* [What is required]: Only one stretch of the data is wanted: the line containing "1L116 35L69 38L85", the line containing "positive clicks: (76, 59) (49, 88) (31, 149)", and every line between them, copied exactly.

━━━━━ Data section ━━━━━

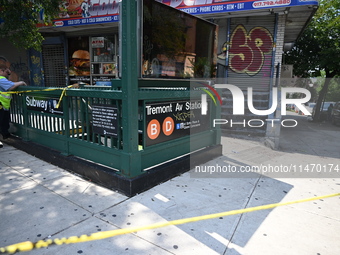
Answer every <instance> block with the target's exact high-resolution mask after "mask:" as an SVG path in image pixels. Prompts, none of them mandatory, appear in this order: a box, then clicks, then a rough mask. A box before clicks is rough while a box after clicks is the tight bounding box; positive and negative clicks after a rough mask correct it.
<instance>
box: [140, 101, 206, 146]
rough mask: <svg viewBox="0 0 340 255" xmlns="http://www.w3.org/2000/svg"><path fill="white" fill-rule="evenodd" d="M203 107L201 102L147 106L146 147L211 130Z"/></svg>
mask: <svg viewBox="0 0 340 255" xmlns="http://www.w3.org/2000/svg"><path fill="white" fill-rule="evenodd" d="M201 107H202V104H201V102H200V101H173V102H161V103H150V104H146V105H145V114H146V129H145V130H147V134H146V146H149V145H154V144H157V143H162V142H165V141H169V140H173V139H177V138H180V137H184V136H187V135H190V134H193V133H196V132H202V131H204V130H207V129H209V128H210V123H209V120H210V118H209V115H202V113H201Z"/></svg>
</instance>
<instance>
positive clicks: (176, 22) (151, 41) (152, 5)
mask: <svg viewBox="0 0 340 255" xmlns="http://www.w3.org/2000/svg"><path fill="white" fill-rule="evenodd" d="M216 30H217V28H216V25H214V24H213V23H210V22H208V21H205V20H203V19H199V18H197V17H194V16H192V15H189V14H187V13H185V12H181V11H178V10H176V9H174V8H172V7H170V6H168V5H165V4H162V3H159V2H157V1H152V0H144V1H143V48H142V70H141V72H142V77H143V78H176V79H179V78H182V79H185V78H192V77H197V78H198V77H199V78H211V77H213V76H214V75H215V74H214V72H215V67H216V59H215V56H216V54H215V52H216V33H217V31H216Z"/></svg>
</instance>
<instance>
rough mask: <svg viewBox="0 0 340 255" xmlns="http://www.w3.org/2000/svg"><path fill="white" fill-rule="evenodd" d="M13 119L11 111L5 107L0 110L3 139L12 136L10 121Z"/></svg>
mask: <svg viewBox="0 0 340 255" xmlns="http://www.w3.org/2000/svg"><path fill="white" fill-rule="evenodd" d="M10 120H11V115H10V112H9V111H5V110H3V109H1V110H0V129H1V130H0V132H1V134H2V137H3V139H7V138H8V137H10V136H11V134H10V133H9V131H8V130H9V122H10Z"/></svg>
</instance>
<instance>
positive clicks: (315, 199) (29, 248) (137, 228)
mask: <svg viewBox="0 0 340 255" xmlns="http://www.w3.org/2000/svg"><path fill="white" fill-rule="evenodd" d="M336 196H340V193H335V194H330V195H325V196H319V197H312V198H306V199H301V200H296V201H290V202H284V203H276V204H269V205H261V206H256V207H250V208H246V209H239V210H232V211H228V212H221V213H215V214H207V215H203V216H197V217H192V218H185V219H180V220H173V221H167V222H162V223H156V224H151V225H147V226H141V227H134V228H124V229H117V230H109V231H102V232H97V233H93V234H90V235H81V236H71V237H69V238H65V237H64V238H61V239H58V238H56V239H53V240H52V239H49V240H46V241H44V240H40V241H38V242H36V243H32V242H29V241H27V242H23V243H17V244H13V245H9V246H6V247H2V248H0V254H13V253H15V252H23V251H30V250H33V249H40V248H43V247H48V246H50V245H62V244H71V243H82V242H88V241H94V240H101V239H106V238H109V237H113V236H118V235H125V234H130V233H134V232H138V231H142V230H150V229H156V228H162V227H166V226H172V225H181V224H185V223H190V222H196V221H201V220H209V219H214V218H219V217H225V216H230V215H236V214H242V213H248V212H255V211H261V210H267V209H272V208H275V207H278V206H284V205H291V204H297V203H304V202H309V201H313V200H319V199H325V198H329V197H336Z"/></svg>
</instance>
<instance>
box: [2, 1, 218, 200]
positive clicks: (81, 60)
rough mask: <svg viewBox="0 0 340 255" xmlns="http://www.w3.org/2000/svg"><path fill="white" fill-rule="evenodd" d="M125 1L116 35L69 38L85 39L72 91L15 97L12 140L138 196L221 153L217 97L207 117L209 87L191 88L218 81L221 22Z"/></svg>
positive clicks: (76, 59) (49, 88) (31, 149)
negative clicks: (216, 73) (203, 109)
mask: <svg viewBox="0 0 340 255" xmlns="http://www.w3.org/2000/svg"><path fill="white" fill-rule="evenodd" d="M119 8H120V14H119V21H117V22H114V26H113V27H112V31H117V35H115V36H92V37H91V38H89V40H87V41H86V40H83V38H81V37H82V36H80V35H78V36H77V37H76V38H71V39H72V40H71V39H69V42H70V43H71V41H74V40H76V41H79V44H78V48H74V47H73V46H72V45H71V44H70V45H69V47H68V49H65V52H67V50H68V52H71V51H72V52H71V53H70V63H69V67H68V72H69V74H70V77H71V78H70V79H69V80H68V83H67V84H66V85H67V87H66V88H65V86H64V87H60V86H58V87H48V88H46V87H44V88H43V87H36V86H35V87H28V88H21V89H20V91H18V92H19V93H17V94H14V95H13V100H12V102H13V105H12V108H11V117H12V123H13V129H12V133H13V134H14V135H15V136H16V137H14V138H12V139H9V140H8V143H9V144H11V145H13V146H15V147H17V148H20V149H22V150H24V151H26V152H28V153H31V154H33V155H35V156H36V157H38V158H41V159H43V160H45V161H48V162H51V163H53V164H55V165H57V166H60V167H62V168H64V169H66V170H69V171H72V172H75V173H77V174H80V175H82V176H83V177H85V178H87V179H90V180H91V181H93V182H96V183H98V184H101V185H103V186H105V187H108V188H110V189H114V190H118V191H120V192H122V193H124V194H126V195H128V196H133V195H135V194H137V193H140V192H142V191H144V190H146V189H149V188H150V187H153V186H155V185H157V184H158V183H161V182H163V181H166V180H168V179H170V178H172V177H174V176H176V175H179V174H181V173H183V172H185V171H188V170H189V169H190V167H191V166H192V164H201V163H204V162H207V161H208V160H210V159H212V158H214V157H218V156H220V155H221V154H222V146H221V144H220V137H221V136H220V131H219V130H218V128H213V127H212V120H213V119H214V118H219V114H220V109H219V107H212V106H211V105H210V103H211V102H210V101H209V107H208V114H205V115H202V113H201V103H200V100H201V94H202V93H204V91H202V90H200V89H197V90H193V89H192V86H191V85H192V80H193V79H195V80H196V79H197V80H203V82H207V84H210V81H211V80H212V78H213V72H214V70H213V68H212V67H213V66H216V47H215V45H216V37H217V26H216V25H214V24H213V23H210V22H208V21H205V20H202V19H199V18H197V17H194V16H191V15H189V14H186V13H183V12H181V11H179V10H176V9H174V8H171V7H169V6H167V5H164V4H161V3H158V2H157V1H150V0H145V1H135V0H124V1H122V2H121V3H120V4H119ZM165 17H166V18H165ZM51 29H56V28H54V27H53V28H51ZM42 31H43V30H42ZM50 32H51V31H50ZM92 33H93V31H92ZM46 35H49V36H50V37H51V35H52V34H47V32H46ZM46 35H45V37H46V38H47V39H46V40H47V41H48V40H52V39H51V38H49V36H46ZM53 40H54V39H53ZM53 40H52V41H53ZM84 44H87V46H86V47H88V46H89V47H88V48H89V50H88V53H89V55H90V56H89V57H86V56H84V54H85V51H86V49H84V48H85V47H83V46H84ZM51 45H52V44H51ZM46 47H47V48H48V47H49V44H46V45H45V48H46ZM51 47H52V46H51ZM72 47H73V48H72ZM82 47H83V48H82ZM31 54H32V55H31V58H30V59H31V60H32V61H33V60H36V59H38V57H36V58H33V56H37V55H38V53H34V52H31ZM48 58H53V56H52V55H49V56H47V57H46V60H48ZM87 58H90V59H91V60H90V59H87ZM45 62H47V63H45V64H44V65H48V61H45ZM80 62H81V63H80ZM50 63H52V62H50ZM33 64H35V65H36V67H38V66H39V65H40V64H41V62H39V61H35V63H33ZM45 68H48V67H45ZM86 68H87V69H86ZM56 71H57V70H56ZM64 71H65V70H64ZM87 71H88V73H87ZM32 72H35V73H39V71H38V69H37V68H36V69H34V70H32ZM90 73H91V75H89V74H90ZM97 73H98V76H96V74H97ZM99 74H101V75H102V76H100V77H99ZM103 74H106V76H105V79H103ZM88 77H90V78H88ZM45 79H53V77H47V76H46V77H45ZM96 79H97V80H96ZM94 81H95V82H96V84H94ZM56 85H57V84H56ZM70 85H72V87H70ZM64 88H65V89H64Z"/></svg>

━━━━━

* [Answer section]:
rough mask: <svg viewBox="0 0 340 255" xmlns="http://www.w3.org/2000/svg"><path fill="white" fill-rule="evenodd" d="M125 1L116 35L69 38L85 39L72 91L15 97L12 140L138 196L221 153L217 97L207 117L209 87L191 88L218 81L221 22Z"/></svg>
positive clicks: (76, 59) (49, 88) (31, 149)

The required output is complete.